**Given data**:

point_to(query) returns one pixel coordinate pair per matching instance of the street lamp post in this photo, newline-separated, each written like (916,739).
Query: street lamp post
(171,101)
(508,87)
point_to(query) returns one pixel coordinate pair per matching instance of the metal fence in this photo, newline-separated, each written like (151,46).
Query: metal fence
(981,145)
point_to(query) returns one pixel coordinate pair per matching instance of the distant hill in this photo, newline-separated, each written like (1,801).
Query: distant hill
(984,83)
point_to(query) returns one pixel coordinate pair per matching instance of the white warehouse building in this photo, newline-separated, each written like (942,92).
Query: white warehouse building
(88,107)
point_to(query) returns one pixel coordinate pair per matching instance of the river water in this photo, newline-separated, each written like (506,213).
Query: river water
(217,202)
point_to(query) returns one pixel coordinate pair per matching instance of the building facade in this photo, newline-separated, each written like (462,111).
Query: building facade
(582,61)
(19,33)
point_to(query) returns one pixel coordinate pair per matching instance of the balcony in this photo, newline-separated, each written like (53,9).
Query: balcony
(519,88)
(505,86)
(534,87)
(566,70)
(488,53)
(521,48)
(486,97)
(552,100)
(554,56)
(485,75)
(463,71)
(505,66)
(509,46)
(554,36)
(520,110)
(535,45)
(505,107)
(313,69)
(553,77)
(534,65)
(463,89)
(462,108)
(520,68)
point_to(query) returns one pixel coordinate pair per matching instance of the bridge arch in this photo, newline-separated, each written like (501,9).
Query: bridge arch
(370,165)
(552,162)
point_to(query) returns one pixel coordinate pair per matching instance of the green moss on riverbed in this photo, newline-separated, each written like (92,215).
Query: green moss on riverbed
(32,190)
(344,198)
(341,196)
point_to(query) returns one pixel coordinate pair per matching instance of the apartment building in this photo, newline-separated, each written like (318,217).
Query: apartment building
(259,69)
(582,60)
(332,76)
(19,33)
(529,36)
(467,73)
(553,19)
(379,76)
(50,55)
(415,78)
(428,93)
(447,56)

**Short task**: Give back the data above exactly as it appears.

**Full solution**:
point_to(query) returns one pixel coordinate pair per matching instance of the street lamp post in this photo, newline-separated, each written like (916,739).
Query: street lamp post
(171,101)
(508,87)
point_to(query) returns one pixel coordinate pair per matching instance of the metal fence in this photo, newline-separated, each written like (151,46).
Query: metal fence
(981,145)
point_to(query) returns one pixel coordinate pair per matching instance of the distant hill in this photo, newline-separated, each written like (1,801).
Query: distant hill
(984,83)
point_to(query) returns one pixel coordinate pair per matching instance of the white warehouse building in this photo, newline-separated, each written like (942,92).
Query: white warehouse building
(88,107)
point_to(query) returns one pixel coordinate pair per matching instance of the river water in this photo, newline-separated, each written like (506,213).
Query: river water
(217,202)
point_to(query) returns one pixel coordinate pair per matching instance of the building facade in this photo, newline-separated, each written like (462,111).
Query: building facade
(582,61)
(19,33)
point_to(query) returns one pixel coordinate pair per matching instance of the balcony in this photo, newline-separated, each written like (53,9).
Query: balcony
(519,88)
(505,86)
(534,87)
(566,70)
(488,53)
(521,48)
(486,97)
(552,100)
(554,56)
(485,75)
(463,71)
(505,66)
(509,46)
(554,36)
(520,110)
(535,45)
(505,107)
(313,69)
(553,77)
(534,65)
(463,89)
(462,108)
(520,68)
point_to(query) returns one pixel coordinate pair per matching instance of the bridge arch in this photo, newline-separated, each written like (501,9).
Query: bridge arch
(370,165)
(552,162)
point_to(query) returns one pixel coordinate pair per matching instance of the green moss on riverbed in this photo, newline-separated, each written like (92,215).
Query: green moss on riverbed
(32,190)
(344,198)
(341,196)
point_to(query) returns one pixel coordinate pair per matching instance of the apartment building in this photo, newline-separated, each written like (318,217).
Query: apartment building
(259,69)
(582,60)
(332,76)
(19,33)
(529,36)
(467,73)
(553,19)
(379,76)
(50,55)
(415,78)
(428,93)
(447,56)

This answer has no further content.